> _WORK INSTRUCTION 1_
Reproduce the part of the article about the film "Wetware" from "LAKE PLACID —" to "close to today’s." verbatim.
> _WORK INSTRUCTION 2_
According to the article about the film "Wetware," in which places was the film shot?
> _WORK INSTRUCTION 3_
According to the article about the film "Wetware," whose novel is the film based on?

> _EXTRACT_
------------------------------

LAKE PLACID — Jay Craven, one of Vermont’s leading and award-winning independent filmmakers, will bound across Lake Champlain this winter to introduce and discuss his latest movie — “Wetware” — a noir sci-fi film that tells a story of what happens when new technologies collide with human needs in a changing world precariously close to today’s.
The Adirondack Film Society Screening Series at the Lake Placid Center for the Arts, Version 6.0, continues at 7 p.m. Feb. 28 with Mr. Craven’s futuristic narrative feature that marks “a huge departure” for him. Mr. Craven, who wrote and directed “Wetware,” said the film provided him with a chance to work with imaginative actors discovering “fresh details, in every moment, of what it is to be uniquely human in trying times.”
Based on the novel by Craig Nova and shot in Burlington and Brattleboro, Vt. and Nantucket, Mass., “Wetware” is set in a time and place where there are tough and tedious jobs no one wants to do and people down on their luck who volunteer for genetic modifications to gain the focus, stamina and synthesized sense of well-being that makes them right for this work — in other words, people so at the end of their rope that they will do anything for a sense of security and well-being.

------------------------------

> _INFORMATION SHOWN_

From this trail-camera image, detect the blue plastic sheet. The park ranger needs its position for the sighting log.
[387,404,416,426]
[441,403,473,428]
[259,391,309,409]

------------------------------

> _TASK ANSWER 1_
LAKE PLACID — Jay Craven, one of Vermont’s leading and award-winning independent filmmakers, will bound across Lake Champlain this winter to introduce and discuss his latest movie — “Wetware” — a noir sci-fi film that tells a story of what happens when new technologies collide with human needs in a changing world precariously close to today’s.

> _TASK ANSWER 2_
Burlington, Vt.
Brattleboro, Vt.
Nantucket, Mass.

> _TASK ANSWER 3_
It is based on the novel by Craig Nova.